* Problem requirements *
Each entry should be set down exactly as written, except for any picture it holds.

* Dataset entries *
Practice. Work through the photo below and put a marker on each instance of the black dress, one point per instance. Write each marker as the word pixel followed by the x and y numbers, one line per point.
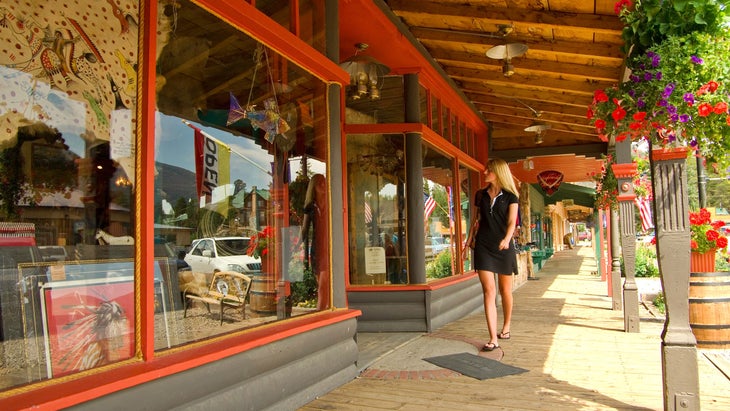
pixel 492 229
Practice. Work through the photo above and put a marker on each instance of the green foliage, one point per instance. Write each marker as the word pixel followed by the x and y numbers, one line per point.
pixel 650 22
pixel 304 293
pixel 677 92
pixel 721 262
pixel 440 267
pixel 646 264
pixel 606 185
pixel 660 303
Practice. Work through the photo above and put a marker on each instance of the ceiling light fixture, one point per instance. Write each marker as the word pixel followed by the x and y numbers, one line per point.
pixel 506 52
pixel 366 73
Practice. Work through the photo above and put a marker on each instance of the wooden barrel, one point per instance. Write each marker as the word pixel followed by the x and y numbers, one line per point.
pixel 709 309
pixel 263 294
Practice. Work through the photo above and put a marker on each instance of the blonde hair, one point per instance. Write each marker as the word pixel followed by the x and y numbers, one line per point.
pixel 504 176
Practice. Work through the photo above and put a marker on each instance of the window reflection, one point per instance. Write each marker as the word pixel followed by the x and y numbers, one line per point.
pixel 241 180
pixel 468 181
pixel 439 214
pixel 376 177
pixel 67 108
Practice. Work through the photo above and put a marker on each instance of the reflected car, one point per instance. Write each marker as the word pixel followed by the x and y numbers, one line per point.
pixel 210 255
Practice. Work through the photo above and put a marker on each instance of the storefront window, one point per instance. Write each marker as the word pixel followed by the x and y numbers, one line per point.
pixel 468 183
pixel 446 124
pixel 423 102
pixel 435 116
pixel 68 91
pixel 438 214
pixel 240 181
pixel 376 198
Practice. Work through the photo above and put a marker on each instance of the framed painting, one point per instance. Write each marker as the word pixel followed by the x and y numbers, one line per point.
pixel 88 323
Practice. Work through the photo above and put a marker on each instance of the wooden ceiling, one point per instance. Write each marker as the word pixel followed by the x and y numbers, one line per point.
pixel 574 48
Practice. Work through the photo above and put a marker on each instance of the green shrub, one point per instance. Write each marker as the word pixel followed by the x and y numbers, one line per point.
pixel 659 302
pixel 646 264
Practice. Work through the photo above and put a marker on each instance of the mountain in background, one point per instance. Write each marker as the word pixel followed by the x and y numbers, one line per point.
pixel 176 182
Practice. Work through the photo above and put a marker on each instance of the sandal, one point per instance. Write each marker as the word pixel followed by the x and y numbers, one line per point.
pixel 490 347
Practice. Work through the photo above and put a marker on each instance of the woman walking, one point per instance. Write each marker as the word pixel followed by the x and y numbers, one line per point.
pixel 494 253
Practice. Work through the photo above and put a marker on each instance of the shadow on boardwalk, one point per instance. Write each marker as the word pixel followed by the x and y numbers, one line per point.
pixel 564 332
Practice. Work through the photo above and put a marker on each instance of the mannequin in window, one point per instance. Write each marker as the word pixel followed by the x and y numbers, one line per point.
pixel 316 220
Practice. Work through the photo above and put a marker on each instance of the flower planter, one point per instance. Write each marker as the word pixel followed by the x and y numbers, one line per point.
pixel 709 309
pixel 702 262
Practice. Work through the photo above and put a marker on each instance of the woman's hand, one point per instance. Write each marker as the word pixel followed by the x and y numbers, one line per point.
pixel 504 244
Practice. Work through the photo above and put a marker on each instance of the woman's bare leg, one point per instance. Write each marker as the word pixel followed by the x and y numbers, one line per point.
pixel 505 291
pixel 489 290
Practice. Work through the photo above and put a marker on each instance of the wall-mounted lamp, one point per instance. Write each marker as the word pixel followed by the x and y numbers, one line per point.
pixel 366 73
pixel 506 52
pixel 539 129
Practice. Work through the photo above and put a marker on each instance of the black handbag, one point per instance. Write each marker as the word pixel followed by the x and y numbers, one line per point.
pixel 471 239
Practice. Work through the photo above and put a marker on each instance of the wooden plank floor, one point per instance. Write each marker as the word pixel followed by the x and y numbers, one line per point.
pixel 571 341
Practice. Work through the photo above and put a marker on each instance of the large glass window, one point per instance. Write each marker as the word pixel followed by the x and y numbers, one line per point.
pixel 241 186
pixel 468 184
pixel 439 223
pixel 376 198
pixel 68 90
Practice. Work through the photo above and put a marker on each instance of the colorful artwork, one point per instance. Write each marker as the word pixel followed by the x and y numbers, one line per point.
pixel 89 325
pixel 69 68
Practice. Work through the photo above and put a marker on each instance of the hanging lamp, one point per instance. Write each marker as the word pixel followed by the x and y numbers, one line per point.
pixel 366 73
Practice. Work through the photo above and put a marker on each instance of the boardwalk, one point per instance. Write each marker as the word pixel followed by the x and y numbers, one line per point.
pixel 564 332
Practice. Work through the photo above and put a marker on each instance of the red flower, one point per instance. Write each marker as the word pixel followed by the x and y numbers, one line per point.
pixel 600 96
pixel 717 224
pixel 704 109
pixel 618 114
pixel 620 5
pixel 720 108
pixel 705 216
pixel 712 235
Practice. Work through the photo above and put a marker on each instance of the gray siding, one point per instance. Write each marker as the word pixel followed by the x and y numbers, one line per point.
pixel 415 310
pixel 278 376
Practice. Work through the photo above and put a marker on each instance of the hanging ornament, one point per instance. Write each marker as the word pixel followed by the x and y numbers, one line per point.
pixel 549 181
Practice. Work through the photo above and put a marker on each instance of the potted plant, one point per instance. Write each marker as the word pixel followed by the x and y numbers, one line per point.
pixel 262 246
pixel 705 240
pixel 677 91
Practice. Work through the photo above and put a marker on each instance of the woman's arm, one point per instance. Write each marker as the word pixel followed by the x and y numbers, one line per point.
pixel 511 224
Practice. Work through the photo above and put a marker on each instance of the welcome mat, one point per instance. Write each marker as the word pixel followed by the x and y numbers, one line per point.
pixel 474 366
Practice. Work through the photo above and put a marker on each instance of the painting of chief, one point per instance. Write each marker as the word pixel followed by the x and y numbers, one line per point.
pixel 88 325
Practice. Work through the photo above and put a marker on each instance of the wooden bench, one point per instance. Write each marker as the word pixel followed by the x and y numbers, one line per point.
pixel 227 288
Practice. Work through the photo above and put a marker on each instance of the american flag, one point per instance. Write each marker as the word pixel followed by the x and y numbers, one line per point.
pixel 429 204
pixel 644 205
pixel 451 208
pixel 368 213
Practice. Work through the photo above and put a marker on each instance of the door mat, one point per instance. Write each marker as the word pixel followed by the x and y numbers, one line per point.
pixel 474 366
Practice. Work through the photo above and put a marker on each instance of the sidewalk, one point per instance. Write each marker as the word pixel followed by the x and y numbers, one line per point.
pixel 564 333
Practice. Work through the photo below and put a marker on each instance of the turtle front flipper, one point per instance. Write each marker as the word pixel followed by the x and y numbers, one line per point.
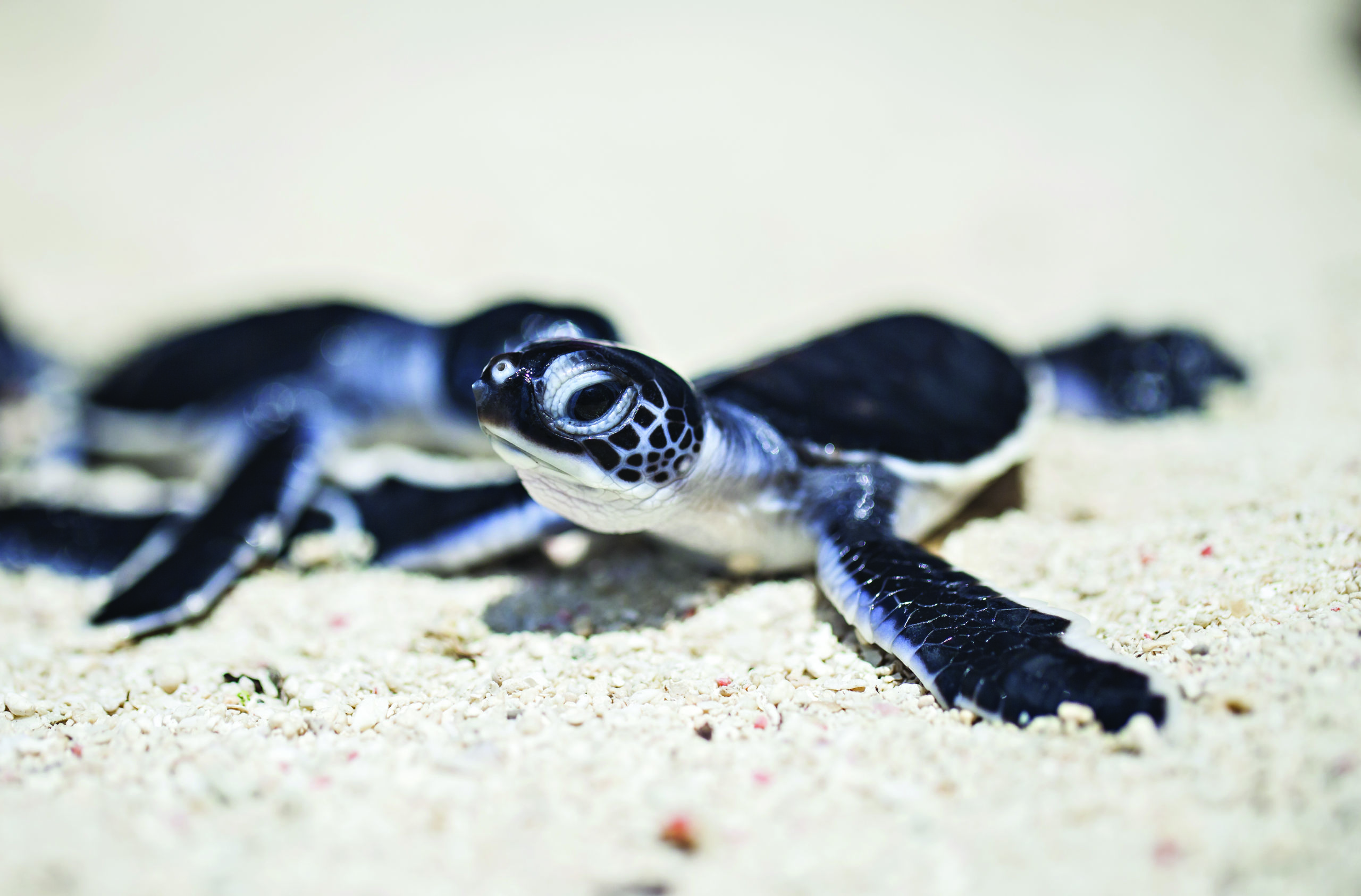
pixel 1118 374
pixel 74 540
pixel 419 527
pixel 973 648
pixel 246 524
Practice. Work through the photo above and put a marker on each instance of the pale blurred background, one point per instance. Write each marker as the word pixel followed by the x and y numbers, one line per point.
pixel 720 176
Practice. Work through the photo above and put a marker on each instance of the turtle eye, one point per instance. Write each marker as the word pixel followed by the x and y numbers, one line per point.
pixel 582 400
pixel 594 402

* Solution to this task *
Practice. Work through the photo below and put a marker on each instance of the black dress, one point per instance. Write each marker as the word pixel followed by the x and y numbers, one line per point.
pixel 492 229
Practice. Work through the photo above and put a marker on each instance of the green foliage, one point per instance. Write each marker as the word pixel followed by the x and y numbers, one line per point.
pixel 650 22
pixel 304 293
pixel 677 92
pixel 721 262
pixel 440 267
pixel 646 264
pixel 606 185
pixel 660 303
Practice. Work through the photo above and put a marker on each instance of the ceiling light fixture, one point per instance. Write each marker as the word pixel followed by the x and y numbers, one line per point.
pixel 506 52
pixel 366 73
Practice. Work through the photo above and put a marker on each instance of the wooden barrel, one point per instance. Write each marker as the word pixel followed by the x and y numbers, one line per point.
pixel 709 309
pixel 263 294
Practice. Work through the photo above and put a marker on each instance of the blonde hair, one point per instance. Write each marker as the word pixel followed by the x and y numbers, one line per point.
pixel 504 176
Practice. Work through the photo above and put a marker on each instance of the window reflection, one point per instance. Write each marker as the word pixel followed by the x and y numbers, one line per point.
pixel 241 180
pixel 468 181
pixel 439 214
pixel 376 177
pixel 67 108
Practice. Work through the photo above and put a marker on each instance of the reflected car, one point per instance. Write each marker as the word pixel followed by the x and y numbers, one line per point.
pixel 210 255
Practice. Work through the photo above and put a marker on each instance of the storefront window, one point per instance. Write each marker as the word pixel followed by the x and y numbers, one line per point.
pixel 468 183
pixel 446 124
pixel 423 102
pixel 435 116
pixel 68 91
pixel 438 214
pixel 240 181
pixel 376 198
Practice. Work through the photo above and put a marker on each instance of the framed painting, one point per instance. Write each marker as the word pixel followed by the x and y numbers, one line per point.
pixel 88 323
Practice. Work through the photo above and put a marker on each instance of the wooden ceiling, one point per instance. Write each marker as the word pixel followed by the x and y numbers, one line per point.
pixel 574 48
Practice. Work through the photo above and put a marker on each instance of the green shrub, one point per instance. Write each marker as the word pixel followed by the x and y numbers, one line per point.
pixel 659 302
pixel 646 264
Practice. Work through the photo above and put a marker on each instance of the mountain in background, one point per instance. Write each marker as the word pixel followed by the x and y numbers, one line per point.
pixel 176 182
Practice. Work through the photo above and put a marker on each instance of the sandal, one point per instance. Write each marker as the word pixel followed by the x and y numbers, one line per point.
pixel 490 347
Practice. Work through the photo above and put a marker on each instance of the woman walking, one point per instance. Write each marker as the word pixel followed by the x and y numbers, one line per point.
pixel 494 253
Practice. Work through the photo above and put a marker on each instance of the shadow on boardwalk, one point per instance. Write each marker as the word pixel followed by the x and y numbers, one line per point.
pixel 564 332
Practice. Work through the photo above and put a marker on each instance of the mannequin in window, one point per instance. Write each marker as the word pixel followed by the x and y numbers, one line per point.
pixel 316 220
Practice. Work through the photo above and put a marker on each instance of the flower planter, one point per instance. Write each marker as the word pixel followed by the x and y numbers, one line per point.
pixel 709 309
pixel 702 262
Practice. Work through the photo above and put a marker on each instance of the woman's hand, one point per instance. Write each marker as the word pixel followed by the x and y numbers, one line per point.
pixel 504 244
Practice. Work through the photo above and put a marker on each instance of the woman's bare leg, one point per instance. Write each marker as the word pixel followed by the x and y numbers, one line per point.
pixel 505 291
pixel 489 290
Practice. Work through the photo above and put a marker on each instance of the wall-mounted lamp, one point per instance. Write each marker as the word pixel followed by the x and y numbers, one line per point.
pixel 366 73
pixel 506 52
pixel 539 129
Practice. Work through the photo above and put a marker on each instance of the black handbag, one point per instance. Write each marker as the word pixel followed by the x and y numbers, one line per point.
pixel 471 239
Practice. Work through the photo above and put a marker on each instance of the wooden plank floor, one point per instance. Write each marker as the word pixel followed by the x and y numbers, one line per point.
pixel 571 341
Practice. Work through the photo above and put a marker on each instance of the large glass window, one point per instance. Write each marker as the word pixel followed by the x and y numbers, one line per point.
pixel 241 186
pixel 468 184
pixel 439 223
pixel 376 198
pixel 68 90
Practice. Work through the photo above and put a marker on each instance of the colorful artwork, one point per instance. Write each marker as the word pixel followed by the x and y numbers, one line per point.
pixel 89 325
pixel 69 68
Practice. Work through the photo above and put a marker on each instance of the hanging lamp, one point per instance. Write each marker as the word pixel followed by the x and y numbers, one line per point.
pixel 366 73
Practice. Work through the photo above and put a marker on each instance of the boardwalk, one point per instance. Write each marker as the word pixel followed by the x and y numbers, one line per point.
pixel 564 332
Practice. Work through the photo above and put a marker on each instance of the red flower, one point per instance. Write each marker as the word pixel followed by the x and y numbers, one line per point.
pixel 600 96
pixel 717 224
pixel 704 109
pixel 618 114
pixel 620 5
pixel 720 108
pixel 705 216
pixel 712 235
Practice. Work through the photo above and put a marker on each instance of the gray siding, one point per instance. Write each marker as the word pixel followed by the x and y numbers, one line per point.
pixel 415 310
pixel 278 376
Practice. Work through the photo above and put a marker on each instance of the hanging ornament, one point per instance. Write each marker as the word pixel followed by the x and y numbers, one line per point.
pixel 549 181
Practice. Work through the photo above and put a marker on each instance of the potted plant, one point per instance. Write each marker as the word pixel followed by the x and y numbers, one line per point.
pixel 262 246
pixel 705 240
pixel 677 91
Practice. Work through the photo above and put a marker on each instance of the woman's arm, one point per instance. Write each marker as the word pixel followed by the x and y numbers, one line per point.
pixel 511 224
Practice. Work through the photo above and put a marker on each instance of the welcome mat, one point per instance. Write each marker as the word pixel followed by the x and y numbers, one line per point.
pixel 474 366
Practice. Work through the photo above and put a marker on each instance of the painting of chief, one point per instance. Write each marker as the word pixel followed by the x and y numbers, one line per point.
pixel 88 325
Practice. Work through the photo above and put a marker on each instance of the wooden bench, one point per instance. Write each marker as the word pixel followed by the x and y numbers, one line per point.
pixel 227 288
Practice. Work through the photo above and put a marker on each instance of the american flag, one point per instance. Write each marker as the word pixel followed by the x and y numbers, one line per point.
pixel 429 204
pixel 644 205
pixel 451 208
pixel 368 213
Practice. Work through the photo above and put a marker on each instance of the door mat, one point per instance. Write each marker as the word pixel followed by the x and y numbers, one line per point.
pixel 474 366
Practice. Work through the photo above and put a marker on each instance of the sidewalk, one point per instance. Write each marker as the word pixel followed by the x and y numbers, one line per point.
pixel 564 333
Practice. Work through the photo below and put a marker on each instance of the turtle front flipper, one point per instance. Write each marker as the word pixel followed by the x and y numbers, one line per point.
pixel 1118 374
pixel 74 540
pixel 419 527
pixel 973 648
pixel 246 524
Practice. Work through the photo above and put a marker on each instance of the pale blurred background, one point per instance. Write each marker as the word pixel followed by the x and y numbers, one line per point.
pixel 720 176
Practice. Work through the photo above and put a marker on each instance of the turtle eye, one point per instance. Write each marker as the word pixel followed by the x and y numbers, one line per point.
pixel 582 400
pixel 594 402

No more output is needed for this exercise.